** Problem **
Write out the data exactly, keeping every line.

□ □ □ □ □ □ □

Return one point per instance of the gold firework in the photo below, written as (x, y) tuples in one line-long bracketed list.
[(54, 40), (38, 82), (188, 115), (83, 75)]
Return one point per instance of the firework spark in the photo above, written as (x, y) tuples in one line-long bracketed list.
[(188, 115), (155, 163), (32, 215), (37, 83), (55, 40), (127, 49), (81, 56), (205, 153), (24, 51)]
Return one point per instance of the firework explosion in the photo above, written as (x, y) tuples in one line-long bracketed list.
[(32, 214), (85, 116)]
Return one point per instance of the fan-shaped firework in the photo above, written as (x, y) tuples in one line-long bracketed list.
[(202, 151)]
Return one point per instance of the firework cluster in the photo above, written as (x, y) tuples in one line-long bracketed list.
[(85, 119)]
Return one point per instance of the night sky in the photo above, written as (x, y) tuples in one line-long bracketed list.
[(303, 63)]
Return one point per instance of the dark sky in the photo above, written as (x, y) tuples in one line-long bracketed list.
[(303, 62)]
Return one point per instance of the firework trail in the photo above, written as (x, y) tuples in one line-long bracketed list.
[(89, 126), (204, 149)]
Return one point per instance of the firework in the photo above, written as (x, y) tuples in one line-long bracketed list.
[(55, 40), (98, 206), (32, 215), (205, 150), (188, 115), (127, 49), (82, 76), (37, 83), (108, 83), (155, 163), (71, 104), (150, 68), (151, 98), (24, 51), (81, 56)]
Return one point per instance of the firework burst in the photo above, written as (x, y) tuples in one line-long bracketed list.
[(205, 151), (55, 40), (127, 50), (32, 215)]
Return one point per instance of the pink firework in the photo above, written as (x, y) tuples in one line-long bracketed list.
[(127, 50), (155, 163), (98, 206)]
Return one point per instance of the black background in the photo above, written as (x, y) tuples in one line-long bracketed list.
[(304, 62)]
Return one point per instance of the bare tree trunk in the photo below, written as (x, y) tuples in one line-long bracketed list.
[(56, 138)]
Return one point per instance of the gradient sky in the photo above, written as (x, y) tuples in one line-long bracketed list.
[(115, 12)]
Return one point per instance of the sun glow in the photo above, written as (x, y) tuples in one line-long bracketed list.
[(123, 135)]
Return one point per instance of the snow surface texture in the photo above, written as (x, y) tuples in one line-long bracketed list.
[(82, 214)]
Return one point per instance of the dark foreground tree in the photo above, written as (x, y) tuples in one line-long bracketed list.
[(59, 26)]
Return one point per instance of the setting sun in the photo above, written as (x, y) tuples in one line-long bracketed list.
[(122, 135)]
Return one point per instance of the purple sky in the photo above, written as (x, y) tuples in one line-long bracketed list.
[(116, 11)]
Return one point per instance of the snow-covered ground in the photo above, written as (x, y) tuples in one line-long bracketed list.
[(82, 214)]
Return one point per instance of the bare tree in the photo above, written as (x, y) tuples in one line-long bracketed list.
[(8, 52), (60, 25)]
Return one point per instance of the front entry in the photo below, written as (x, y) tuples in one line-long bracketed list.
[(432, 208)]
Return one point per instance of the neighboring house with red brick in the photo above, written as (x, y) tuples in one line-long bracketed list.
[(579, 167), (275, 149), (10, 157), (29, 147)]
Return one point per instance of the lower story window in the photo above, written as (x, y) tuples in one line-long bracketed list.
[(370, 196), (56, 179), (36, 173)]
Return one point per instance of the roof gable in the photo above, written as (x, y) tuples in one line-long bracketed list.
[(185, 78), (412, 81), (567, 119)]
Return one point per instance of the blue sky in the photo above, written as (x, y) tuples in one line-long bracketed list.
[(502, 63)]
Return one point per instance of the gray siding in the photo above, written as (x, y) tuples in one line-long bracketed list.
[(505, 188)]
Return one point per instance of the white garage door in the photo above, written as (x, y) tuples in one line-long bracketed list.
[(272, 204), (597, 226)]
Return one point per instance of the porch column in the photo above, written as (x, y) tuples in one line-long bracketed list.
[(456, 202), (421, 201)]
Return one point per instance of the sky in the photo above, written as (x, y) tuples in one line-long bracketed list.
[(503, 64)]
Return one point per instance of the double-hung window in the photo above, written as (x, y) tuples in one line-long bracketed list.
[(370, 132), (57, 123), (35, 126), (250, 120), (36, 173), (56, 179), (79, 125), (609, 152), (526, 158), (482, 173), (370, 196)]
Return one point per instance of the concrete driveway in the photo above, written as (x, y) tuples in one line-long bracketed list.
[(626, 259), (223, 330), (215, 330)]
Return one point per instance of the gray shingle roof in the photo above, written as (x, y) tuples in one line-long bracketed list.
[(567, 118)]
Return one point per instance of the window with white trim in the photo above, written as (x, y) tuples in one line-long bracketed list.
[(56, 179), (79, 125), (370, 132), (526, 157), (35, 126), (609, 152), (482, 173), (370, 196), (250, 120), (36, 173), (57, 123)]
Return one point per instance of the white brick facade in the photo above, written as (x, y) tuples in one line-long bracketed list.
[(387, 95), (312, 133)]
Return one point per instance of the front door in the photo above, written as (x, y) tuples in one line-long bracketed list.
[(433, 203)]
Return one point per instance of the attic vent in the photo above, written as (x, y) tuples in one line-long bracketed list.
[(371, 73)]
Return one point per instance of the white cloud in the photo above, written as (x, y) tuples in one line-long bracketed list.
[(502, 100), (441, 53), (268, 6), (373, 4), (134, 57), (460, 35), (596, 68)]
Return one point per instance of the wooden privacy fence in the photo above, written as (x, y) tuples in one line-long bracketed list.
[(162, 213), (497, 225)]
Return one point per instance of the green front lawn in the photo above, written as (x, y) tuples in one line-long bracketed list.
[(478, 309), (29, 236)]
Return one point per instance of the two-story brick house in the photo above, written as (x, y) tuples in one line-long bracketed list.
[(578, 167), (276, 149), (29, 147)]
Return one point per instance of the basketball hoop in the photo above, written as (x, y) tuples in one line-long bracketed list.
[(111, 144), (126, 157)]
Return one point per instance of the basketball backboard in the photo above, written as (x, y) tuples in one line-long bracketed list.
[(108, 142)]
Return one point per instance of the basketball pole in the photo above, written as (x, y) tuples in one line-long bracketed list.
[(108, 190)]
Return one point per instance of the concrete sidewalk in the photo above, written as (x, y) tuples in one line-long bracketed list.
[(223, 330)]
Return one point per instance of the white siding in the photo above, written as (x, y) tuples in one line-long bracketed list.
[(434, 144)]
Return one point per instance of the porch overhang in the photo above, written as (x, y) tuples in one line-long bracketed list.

□ □ □ □ □ □ □

** Exercise answer **
Return one point per instance of the gold firework in the photo below, written as (x, y) tuples in one line-long bracketed list.
[(54, 40), (38, 82), (188, 115), (83, 75)]
Return one point per instance of the firework spark in the photo above, written as (x, y) tuples in one line-long bracketed list.
[(188, 115), (155, 163), (32, 215), (37, 83), (55, 40), (127, 49), (81, 56), (205, 153), (24, 51)]
Return one point per instance of the firework explosion in the photo above, written as (x, y) tuples in one line-long bracketed list.
[(32, 214), (85, 116)]
Return one point per instance of the fan-shaped firework in the photo above, written as (x, y) tuples in one line-long bracketed list.
[(202, 151)]
Return one point per instance of the firework cluster in the photo above, written as (x, y) tuples in one line-long bracketed list.
[(85, 119)]
Return one point per instance of the night sky in the photo above, written as (x, y) tuples in one line-long bracketed list.
[(303, 63)]
Return one point per instance of the dark sky in the photo above, written as (x, y) tuples in one line-long bracketed list.
[(303, 62)]
Return one point per instance of the firework trail in the photo above, written as (x, y) tuples in one line-long bracketed list.
[(89, 126), (204, 149)]
Return one point per instance of the firework in the photo above, written as (x, y) tuples in one line-long bracketed list.
[(55, 40), (98, 206), (32, 215), (205, 150), (188, 115), (127, 49), (82, 76), (37, 83), (108, 83), (155, 163), (71, 104), (150, 68), (151, 98), (24, 51), (81, 56)]
Return one point per instance of the firework burst in the photo above, written as (x, y) tuples in one line-long bracketed list.
[(205, 151), (55, 40), (127, 50), (32, 215)]
Return one point per instance of the pink firework in the photo above, written as (x, y) tuples in one line-long bracketed list.
[(127, 50), (155, 163), (98, 206)]
Return one point per instance of the black background in the photo above, written as (x, y) tuples in one line-long bracketed list.
[(304, 62)]
Return one point per instance of the bare tree trunk in the photo below, written as (x, y) tuples in one line-long bracketed list.
[(56, 138)]
Return one point per instance of the gradient sky in the photo above, written as (x, y) tuples in one line-long bracketed list.
[(115, 12)]
Return one point per instance of the sun glow in the photo above, written as (x, y) tuples in one line-long bracketed list.
[(123, 135)]
Return one point per instance of the snow surface texture in the photo above, written as (x, y) tuples in one line-long bracketed list.
[(82, 214)]
Return one point per instance of the dark foreground tree in the photo above, written as (x, y) tuples in one line-long bracketed list.
[(59, 26)]
Return one point per instance of the setting sun in the photo above, written as (x, y) tuples in one line-long bracketed list.
[(122, 135)]
Return one point per instance of the purple sky in the photo above, written as (x, y) tuples in one line-long bracketed list.
[(116, 11)]
Return one point per instance of the snow-covered ground in the photo above, written as (x, y) tuples in one line-long bracketed list.
[(82, 214)]
Return one point per instance of the bare tree in the photo above, written as (x, y) tuples in one line-long bracketed list.
[(8, 52), (60, 25)]
Return one point per instance of the front entry in the photo below, written as (x, y) tuples in one line-long bracketed list.
[(432, 208)]
Return one point per instance of the neighboring house with red brick in the photo above, written as (x, y) tuples in one line-long bracketed list.
[(579, 167), (275, 149), (10, 157), (29, 147)]
Return one point per instance of the lower story window in the photo above, written as (x, y) tuples in one line-long bracketed list.
[(370, 196), (56, 179), (36, 173)]
Return one point per instance of the roof gable in the photo above, written as (x, y) tuples in one line-long bracketed list.
[(185, 78), (412, 81), (567, 119)]
Return one point per instance of the blue sky in the photo above, written as (x, y) tuples in one line-long bracketed list.
[(502, 63)]
Return one point per instance of the gray siding in the photo above, written as (x, y) tuples in one line-long bracketed list.
[(505, 188)]
Return one point per instance of the white garage door in the photo above, written as (x, y) tuples in one line-long bracketed list.
[(272, 204), (597, 226)]
Return one point per instance of the porch column in the photo above, written as (x, y) tuples in one line-long bracketed list.
[(456, 202), (421, 201)]
Return one point per instance of the sky in the photo above, written as (x, y) tuples in one line-long bracketed list.
[(503, 64)]
Return one point per instance of the double-hung window in the photo above, written as (x, y) tuples in one line-long bracketed list.
[(370, 132), (57, 123), (35, 126), (250, 120), (36, 173), (56, 179), (79, 125), (609, 152), (526, 158), (482, 173), (370, 196)]
Return one point per instance of the concrete driveway in the photo above, written as (x, y) tuples in one line-long bracketed list.
[(626, 259), (223, 330), (215, 330)]
Return one point per instance of the gray shingle roof in the photo above, written as (x, y) tuples in one line-long bracketed list.
[(567, 118)]
Return one point per instance of the window with white trim in the photo above, written as (x, y) tuples in one line-long bracketed list.
[(56, 179), (79, 125), (370, 132), (526, 157), (35, 126), (609, 152), (482, 173), (370, 196), (250, 120), (36, 173), (57, 123)]
Return one point per instance of the white brick facade in the photo above, written as (x, y) tuples in one line-long bracketed list.
[(387, 95), (312, 133)]
Return one point per instance of the front door in the photo above, written as (x, y) tuples in one line-long bracketed list.
[(433, 203)]
Return one point per instance of the attic vent in the photo above, written as (x, y) tuples in one line-long bracketed list.
[(371, 73)]
Return one point per instance of the white cloud in the photo above, written as (x, y) tuples in one line-long bracketed list.
[(502, 100), (441, 53), (268, 6), (373, 4), (134, 57), (460, 35), (596, 68)]
Return one point per instance of the wooden privacy fence in the photo above, written as (x, y) tuples in one line-long bracketed list.
[(162, 213), (497, 225)]
Return one point per instance of the green front lawn in the photo above, written as (x, y) tuples in one line-long bracketed list.
[(478, 309), (29, 236)]
Return one point per instance of the two-story brick house in the photo above, written as (x, y) tuples in one line-long bracketed list.
[(578, 167), (276, 149), (29, 147)]
Return one point per instance of the basketball hoop in the photo above, written as (x, y) tuples in one line-long bracketed list.
[(111, 144), (126, 157)]
Return one point per instance of the basketball backboard in the photo above, written as (x, y) tuples in one line-long bracketed list.
[(108, 142)]
Return one point per instance of the basketball pole in the photo above, written as (x, y) tuples in one line-long bracketed list.
[(108, 190)]
Return one point per instance of the concrete sidewalk in the photo above, written as (x, y) tuples in one line-long bracketed list.
[(223, 330)]
Return one point per instance of the white siding in the photo above, written as (x, y) tuples in one line-long bracketed list.
[(434, 144)]
Return one point per instance of the porch overhang in the photo above, written as (x, y) tuples in one line-long bracketed list.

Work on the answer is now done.